## [AIM]
In the material below, pull out the lines from the one containing "Every instance of the black departure" through the one containing "[(326, 295), (160, 265), (378, 512)]", inclusive, and repeat them without any changes. Leave the pictures out of your answer.

## Start SOURCE DATA

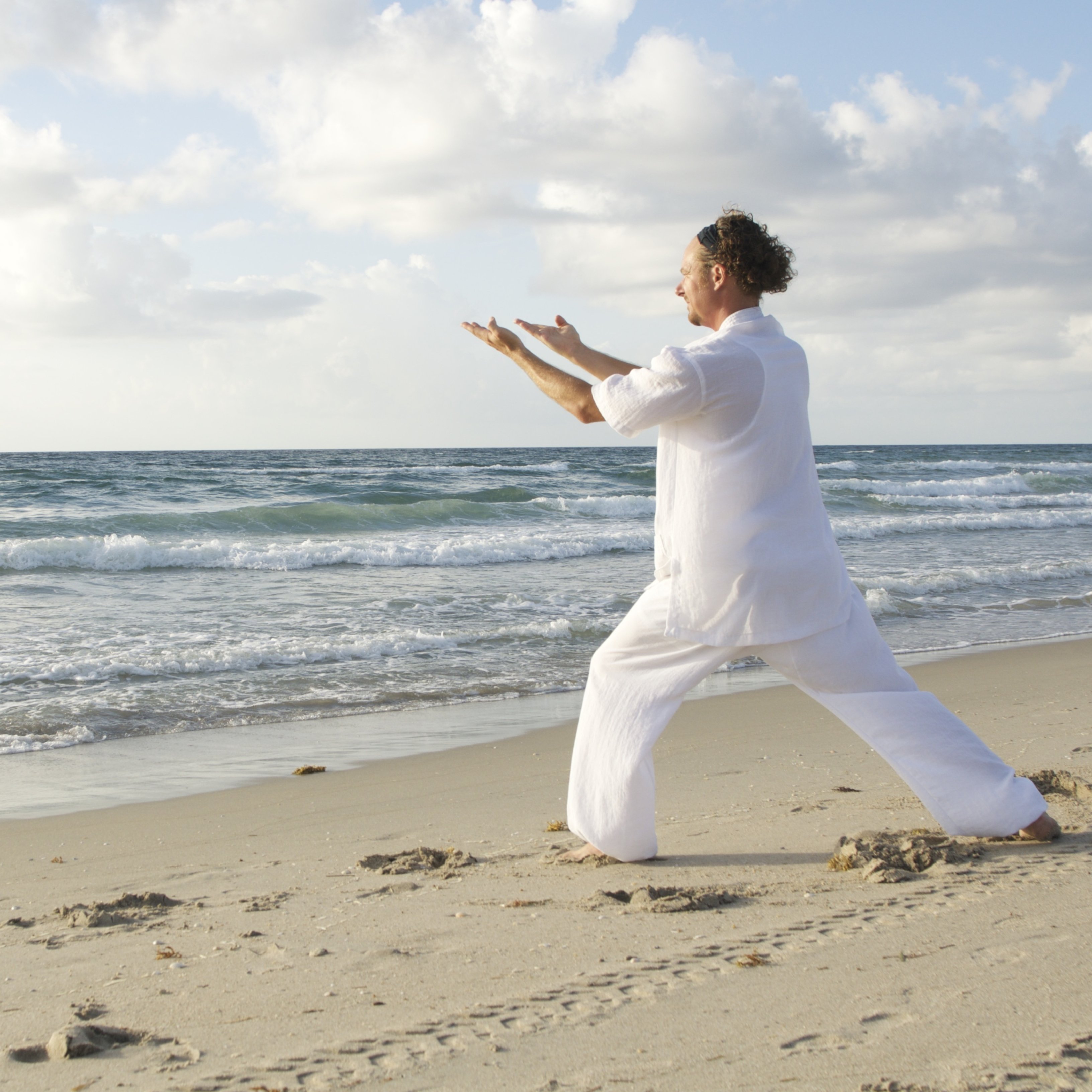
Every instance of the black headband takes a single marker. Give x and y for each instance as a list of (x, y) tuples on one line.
[(709, 237)]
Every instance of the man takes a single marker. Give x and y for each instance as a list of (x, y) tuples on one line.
[(745, 562)]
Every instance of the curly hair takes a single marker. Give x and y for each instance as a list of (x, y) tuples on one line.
[(757, 260)]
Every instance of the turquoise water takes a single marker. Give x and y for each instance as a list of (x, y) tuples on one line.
[(151, 593)]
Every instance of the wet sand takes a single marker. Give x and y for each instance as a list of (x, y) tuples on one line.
[(737, 960)]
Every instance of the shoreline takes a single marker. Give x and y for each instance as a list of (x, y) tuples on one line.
[(290, 958), (166, 766)]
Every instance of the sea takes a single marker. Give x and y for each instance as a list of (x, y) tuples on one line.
[(362, 603)]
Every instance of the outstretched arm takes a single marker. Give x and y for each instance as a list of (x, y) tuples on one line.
[(564, 340), (567, 391)]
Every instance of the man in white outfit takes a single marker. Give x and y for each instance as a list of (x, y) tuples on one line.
[(746, 562)]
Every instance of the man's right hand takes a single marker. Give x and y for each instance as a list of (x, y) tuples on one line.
[(562, 338)]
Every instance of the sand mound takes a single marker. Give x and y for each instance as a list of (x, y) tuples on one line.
[(121, 911), (422, 860), (889, 856), (1061, 783), (664, 900)]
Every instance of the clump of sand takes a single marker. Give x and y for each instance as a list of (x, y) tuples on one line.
[(890, 856), (123, 911), (664, 900), (422, 860)]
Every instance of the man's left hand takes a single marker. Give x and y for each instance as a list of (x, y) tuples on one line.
[(499, 338)]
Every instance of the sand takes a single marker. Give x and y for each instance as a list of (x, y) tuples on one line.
[(297, 949)]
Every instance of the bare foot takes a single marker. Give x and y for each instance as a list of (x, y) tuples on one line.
[(1044, 829), (582, 854)]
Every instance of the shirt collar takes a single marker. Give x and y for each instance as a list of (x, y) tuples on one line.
[(747, 315)]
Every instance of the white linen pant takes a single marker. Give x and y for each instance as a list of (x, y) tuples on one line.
[(639, 677)]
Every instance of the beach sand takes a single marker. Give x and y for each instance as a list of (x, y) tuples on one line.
[(286, 964)]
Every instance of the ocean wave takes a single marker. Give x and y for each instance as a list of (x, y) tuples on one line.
[(386, 513), (861, 528), (272, 652), (989, 504), (980, 464), (993, 486), (36, 742), (601, 506), (963, 577), (881, 603), (132, 553), (552, 468)]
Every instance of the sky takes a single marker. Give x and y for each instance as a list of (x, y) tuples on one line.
[(259, 223)]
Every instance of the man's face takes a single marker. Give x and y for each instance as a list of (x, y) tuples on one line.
[(696, 286)]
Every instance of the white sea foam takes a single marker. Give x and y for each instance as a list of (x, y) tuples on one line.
[(35, 742), (989, 504), (600, 506), (859, 527), (145, 662), (961, 577), (993, 486), (979, 464), (132, 553)]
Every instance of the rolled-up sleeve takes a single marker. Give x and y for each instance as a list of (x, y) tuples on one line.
[(669, 390)]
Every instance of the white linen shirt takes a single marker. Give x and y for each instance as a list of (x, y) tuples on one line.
[(741, 527)]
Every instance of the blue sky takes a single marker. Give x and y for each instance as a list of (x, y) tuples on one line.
[(257, 224)]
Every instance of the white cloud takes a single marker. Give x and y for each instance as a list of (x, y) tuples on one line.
[(948, 252), (196, 173), (64, 273)]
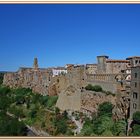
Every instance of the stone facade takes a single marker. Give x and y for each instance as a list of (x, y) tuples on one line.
[(111, 75), (135, 85)]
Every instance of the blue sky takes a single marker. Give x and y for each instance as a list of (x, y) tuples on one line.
[(69, 33)]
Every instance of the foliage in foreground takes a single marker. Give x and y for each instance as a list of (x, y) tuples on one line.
[(102, 124)]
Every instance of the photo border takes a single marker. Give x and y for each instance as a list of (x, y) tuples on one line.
[(68, 2)]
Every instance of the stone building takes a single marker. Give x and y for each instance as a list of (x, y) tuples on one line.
[(135, 85), (37, 79), (91, 68), (118, 76), (109, 66)]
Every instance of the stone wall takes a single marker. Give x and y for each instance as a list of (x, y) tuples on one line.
[(69, 99), (37, 80)]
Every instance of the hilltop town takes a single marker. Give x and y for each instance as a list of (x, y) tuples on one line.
[(119, 80)]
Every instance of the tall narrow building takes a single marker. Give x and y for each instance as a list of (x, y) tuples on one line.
[(35, 65), (135, 85)]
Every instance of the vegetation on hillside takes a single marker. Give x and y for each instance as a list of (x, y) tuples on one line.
[(135, 124), (102, 123), (32, 109), (96, 88)]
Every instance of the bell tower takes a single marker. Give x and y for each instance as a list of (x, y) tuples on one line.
[(35, 65)]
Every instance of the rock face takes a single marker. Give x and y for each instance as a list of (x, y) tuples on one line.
[(90, 100), (69, 99)]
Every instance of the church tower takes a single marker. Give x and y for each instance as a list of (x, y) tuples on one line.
[(35, 65)]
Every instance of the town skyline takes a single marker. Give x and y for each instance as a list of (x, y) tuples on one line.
[(63, 34)]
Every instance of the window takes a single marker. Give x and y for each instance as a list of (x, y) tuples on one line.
[(134, 105), (135, 84), (135, 75), (135, 95)]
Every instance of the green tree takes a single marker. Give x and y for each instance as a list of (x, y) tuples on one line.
[(136, 116), (102, 124), (119, 128), (136, 130), (105, 109)]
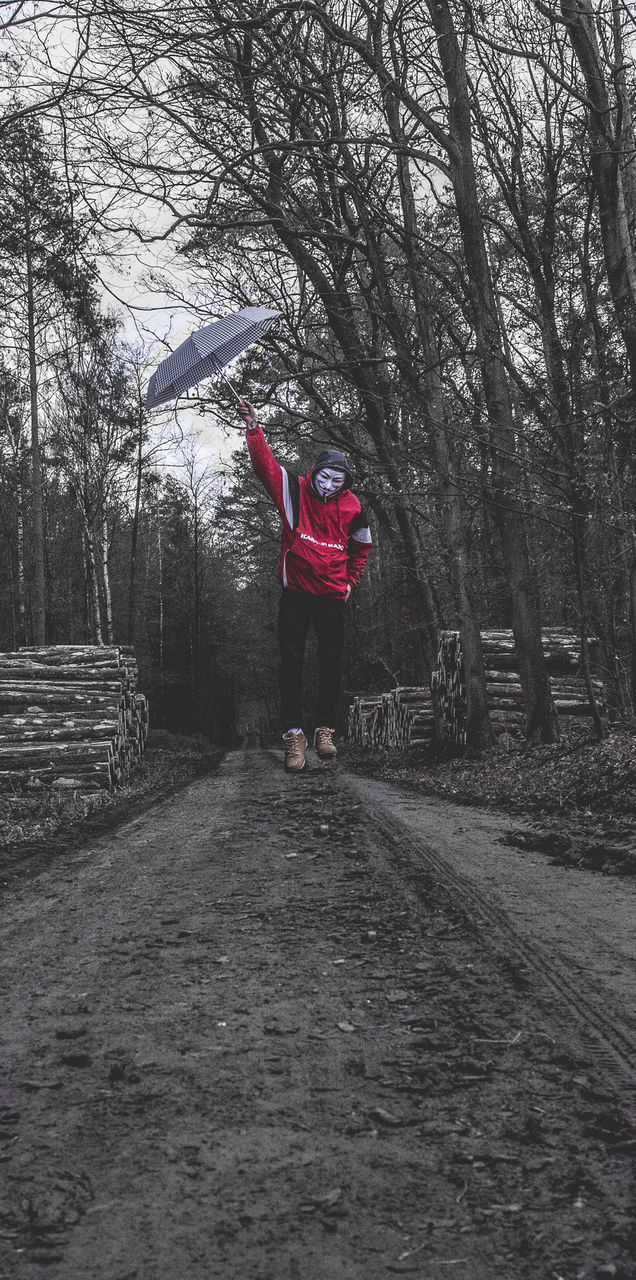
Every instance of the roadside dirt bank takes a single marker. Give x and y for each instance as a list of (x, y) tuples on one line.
[(256, 1034)]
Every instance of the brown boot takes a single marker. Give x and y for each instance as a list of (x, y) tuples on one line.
[(296, 746), (324, 743)]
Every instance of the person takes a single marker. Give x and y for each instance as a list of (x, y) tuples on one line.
[(325, 542)]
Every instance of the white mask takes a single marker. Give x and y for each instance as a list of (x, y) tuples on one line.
[(329, 480)]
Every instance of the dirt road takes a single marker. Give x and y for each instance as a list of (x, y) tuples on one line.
[(274, 1031)]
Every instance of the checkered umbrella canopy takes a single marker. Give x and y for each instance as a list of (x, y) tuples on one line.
[(206, 353)]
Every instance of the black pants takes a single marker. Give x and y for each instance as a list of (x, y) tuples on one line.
[(297, 612)]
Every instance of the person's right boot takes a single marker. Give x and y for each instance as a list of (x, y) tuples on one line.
[(296, 745)]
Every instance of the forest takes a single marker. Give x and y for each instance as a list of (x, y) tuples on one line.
[(440, 201)]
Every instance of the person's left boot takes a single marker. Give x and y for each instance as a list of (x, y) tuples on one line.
[(324, 743)]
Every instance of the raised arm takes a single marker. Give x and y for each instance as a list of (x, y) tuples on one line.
[(269, 471)]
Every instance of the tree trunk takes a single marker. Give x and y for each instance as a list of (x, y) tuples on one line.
[(479, 734), (105, 572), (605, 165), (135, 533), (92, 585), (39, 586), (507, 478)]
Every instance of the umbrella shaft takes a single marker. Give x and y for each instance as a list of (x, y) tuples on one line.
[(229, 384)]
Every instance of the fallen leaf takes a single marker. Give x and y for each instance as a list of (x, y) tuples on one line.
[(385, 1116)]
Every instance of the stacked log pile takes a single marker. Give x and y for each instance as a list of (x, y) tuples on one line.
[(71, 717), (401, 718), (503, 681), (406, 716)]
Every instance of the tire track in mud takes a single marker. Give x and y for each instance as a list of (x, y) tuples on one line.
[(243, 1045), (612, 1046)]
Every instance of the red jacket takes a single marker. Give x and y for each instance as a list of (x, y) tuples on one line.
[(325, 542)]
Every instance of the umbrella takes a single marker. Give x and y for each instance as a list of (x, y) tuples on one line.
[(206, 352)]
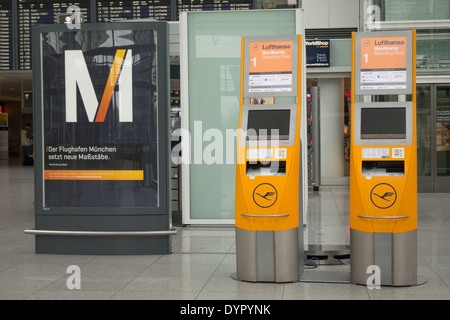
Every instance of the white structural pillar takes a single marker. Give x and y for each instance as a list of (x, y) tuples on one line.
[(331, 127)]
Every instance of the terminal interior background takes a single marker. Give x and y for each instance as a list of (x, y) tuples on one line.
[(203, 257)]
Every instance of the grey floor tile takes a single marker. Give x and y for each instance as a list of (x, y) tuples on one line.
[(71, 295), (167, 284)]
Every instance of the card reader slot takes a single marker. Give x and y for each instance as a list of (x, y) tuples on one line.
[(266, 168), (383, 168)]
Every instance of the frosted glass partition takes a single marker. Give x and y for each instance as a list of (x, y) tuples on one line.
[(214, 65)]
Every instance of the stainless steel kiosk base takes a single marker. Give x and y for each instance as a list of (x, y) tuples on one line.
[(268, 256), (394, 253)]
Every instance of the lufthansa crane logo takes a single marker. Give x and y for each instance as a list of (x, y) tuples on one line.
[(383, 196), (265, 195)]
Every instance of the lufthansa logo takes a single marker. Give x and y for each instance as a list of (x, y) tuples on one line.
[(383, 196), (255, 47), (265, 195)]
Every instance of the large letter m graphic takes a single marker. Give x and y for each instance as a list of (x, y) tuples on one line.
[(77, 74)]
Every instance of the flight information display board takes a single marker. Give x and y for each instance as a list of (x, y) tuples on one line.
[(128, 10), (33, 12), (6, 46), (213, 5)]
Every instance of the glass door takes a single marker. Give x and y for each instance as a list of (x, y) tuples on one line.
[(433, 138), (442, 130)]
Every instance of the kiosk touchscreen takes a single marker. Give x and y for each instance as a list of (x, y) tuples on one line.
[(268, 171)]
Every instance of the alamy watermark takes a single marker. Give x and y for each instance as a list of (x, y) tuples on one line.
[(74, 280)]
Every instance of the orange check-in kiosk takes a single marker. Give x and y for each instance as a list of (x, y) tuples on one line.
[(267, 197), (383, 166)]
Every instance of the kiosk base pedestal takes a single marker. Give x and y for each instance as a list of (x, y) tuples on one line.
[(394, 253), (268, 256)]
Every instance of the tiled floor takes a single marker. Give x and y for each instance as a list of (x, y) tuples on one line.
[(203, 258)]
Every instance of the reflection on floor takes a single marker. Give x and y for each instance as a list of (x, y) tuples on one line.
[(203, 258)]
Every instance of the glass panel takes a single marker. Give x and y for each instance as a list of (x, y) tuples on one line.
[(100, 123), (214, 93), (404, 10), (423, 129), (443, 131)]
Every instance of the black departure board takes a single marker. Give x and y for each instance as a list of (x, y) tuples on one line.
[(127, 10), (33, 12), (213, 5), (6, 39)]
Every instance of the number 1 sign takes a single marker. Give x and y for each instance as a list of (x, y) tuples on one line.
[(383, 62), (270, 66)]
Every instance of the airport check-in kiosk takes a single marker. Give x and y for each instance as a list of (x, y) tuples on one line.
[(267, 214), (383, 168)]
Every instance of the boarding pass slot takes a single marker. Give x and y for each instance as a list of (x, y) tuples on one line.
[(266, 168), (383, 168)]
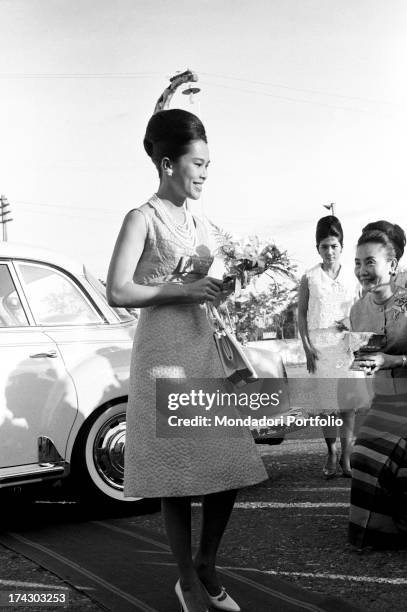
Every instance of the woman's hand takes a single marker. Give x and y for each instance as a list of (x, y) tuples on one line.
[(312, 356), (372, 362), (206, 289)]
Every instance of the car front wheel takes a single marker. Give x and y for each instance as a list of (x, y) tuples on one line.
[(98, 459)]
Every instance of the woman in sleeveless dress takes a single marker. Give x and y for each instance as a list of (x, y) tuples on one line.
[(326, 296), (160, 265), (378, 511)]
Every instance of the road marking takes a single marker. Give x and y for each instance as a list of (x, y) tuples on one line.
[(126, 596), (262, 505), (301, 604), (319, 489), (372, 579), (33, 585)]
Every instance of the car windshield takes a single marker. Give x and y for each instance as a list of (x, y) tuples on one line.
[(122, 313)]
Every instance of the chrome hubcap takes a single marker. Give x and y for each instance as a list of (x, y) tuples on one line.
[(108, 451)]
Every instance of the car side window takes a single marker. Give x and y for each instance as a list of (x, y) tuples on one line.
[(11, 310), (54, 299)]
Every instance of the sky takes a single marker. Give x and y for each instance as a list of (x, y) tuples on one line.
[(303, 102)]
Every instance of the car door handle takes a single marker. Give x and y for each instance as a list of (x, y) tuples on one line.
[(51, 354)]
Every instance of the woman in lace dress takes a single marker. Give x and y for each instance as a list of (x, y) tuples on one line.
[(326, 295), (160, 265), (378, 512)]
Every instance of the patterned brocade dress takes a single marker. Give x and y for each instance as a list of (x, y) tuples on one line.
[(176, 341), (330, 300), (378, 513)]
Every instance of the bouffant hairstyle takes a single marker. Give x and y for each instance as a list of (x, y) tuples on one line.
[(329, 226), (393, 232), (389, 235), (169, 133)]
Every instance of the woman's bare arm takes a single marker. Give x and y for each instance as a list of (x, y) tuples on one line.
[(123, 291)]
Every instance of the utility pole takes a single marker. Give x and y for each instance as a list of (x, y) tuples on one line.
[(3, 214), (330, 207)]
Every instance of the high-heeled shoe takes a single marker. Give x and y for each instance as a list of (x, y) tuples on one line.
[(223, 601), (330, 472), (180, 595), (345, 472)]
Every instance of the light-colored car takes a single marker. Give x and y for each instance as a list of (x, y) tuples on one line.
[(64, 374), (64, 370)]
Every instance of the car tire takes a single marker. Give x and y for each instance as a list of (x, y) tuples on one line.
[(97, 465)]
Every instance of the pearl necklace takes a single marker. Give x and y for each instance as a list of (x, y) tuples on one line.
[(184, 232)]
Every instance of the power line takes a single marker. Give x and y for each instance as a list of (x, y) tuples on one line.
[(303, 90), (288, 99), (3, 215), (57, 206), (78, 75)]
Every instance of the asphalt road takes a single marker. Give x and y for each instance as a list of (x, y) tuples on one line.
[(292, 528)]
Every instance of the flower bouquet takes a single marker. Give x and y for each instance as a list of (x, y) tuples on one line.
[(238, 262)]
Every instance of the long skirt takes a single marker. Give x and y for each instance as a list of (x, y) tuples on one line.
[(378, 513)]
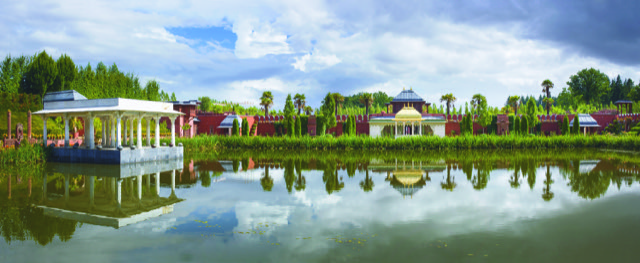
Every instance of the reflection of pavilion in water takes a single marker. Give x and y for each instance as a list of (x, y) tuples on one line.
[(109, 195), (407, 177)]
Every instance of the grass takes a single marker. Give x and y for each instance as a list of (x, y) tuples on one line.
[(26, 154), (208, 143)]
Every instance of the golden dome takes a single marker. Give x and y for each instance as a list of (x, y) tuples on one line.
[(408, 113)]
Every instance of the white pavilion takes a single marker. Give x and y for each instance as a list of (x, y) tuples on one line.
[(113, 113)]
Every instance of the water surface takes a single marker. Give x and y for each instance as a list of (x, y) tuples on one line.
[(475, 206)]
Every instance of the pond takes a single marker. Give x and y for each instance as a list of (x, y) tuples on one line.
[(273, 206)]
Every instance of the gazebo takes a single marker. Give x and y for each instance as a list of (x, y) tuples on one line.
[(627, 104), (587, 123), (114, 114), (407, 122)]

## End SOURCE DATA

## [EXERCISE SOLUTION]
Every instance of the black departure board takes a single marker. Give x and y for each instance as a list of (x, y) tuples on one line.
[(127, 10), (33, 12), (213, 5), (6, 39)]
Every instance of the number 1 sign takes a single marker. Give x and y for each instance as a list of (x, y) tuples on one line.
[(383, 62), (270, 66)]
Every instance of the airport check-in kiosk takes a single marker. Give x and y for each instance as a list of (x, y) tuples on one line.
[(267, 214), (383, 168)]
Every instance of the boarding pass slot takes a single marker. Give x and y for each instance as a list of (x, y) tuples on one line.
[(266, 168), (383, 168)]
Every instance of the woman's hand takes a single marker. Give x and y for each instance as a list of (x, y) tuples on one line.
[(312, 356), (372, 362), (206, 289)]
Every instance of the car front wheel takes a single marker. Give x and y for each instance as a list of (x, y) tuples on one line.
[(98, 459)]
Every instance of the woman in sleeveless dress takes a single marker. Give x and y for each instance as a list of (x, y) tuples on one line.
[(326, 296), (160, 265), (378, 511)]
Every instance of the road marking takes a single marker. Give x and y for each instance as a list of (x, y) tuples on one line.
[(126, 596), (262, 505), (301, 604), (319, 489), (372, 579), (33, 585)]
Every instance of the car windshield takes a single marker. Give x and y for each instance as a list of (x, y) tuples on one line.
[(122, 313)]
Every instance of the chrome hubcap takes a single marker. Give x and y for each instance as a list of (x, y) tuples on one line.
[(108, 451)]
Every instance of the car side window takes a single marker. Give x and y for each instance as a list of (x, y) tuples on one line.
[(11, 310), (54, 299)]
Every instance of the sky takes a single marker. Give x and y for each instance as a list of (x, y) tuples on one line.
[(303, 102)]
Every instance of the car door handle takes a single marker. Give x and y for each instance as a list of (x, y) tuples on one line.
[(51, 354)]
Every instance of the woman in lace dress takes a single marker. Give x and y for each instance as a list of (x, y) tuples on one line.
[(326, 295), (160, 265), (378, 512)]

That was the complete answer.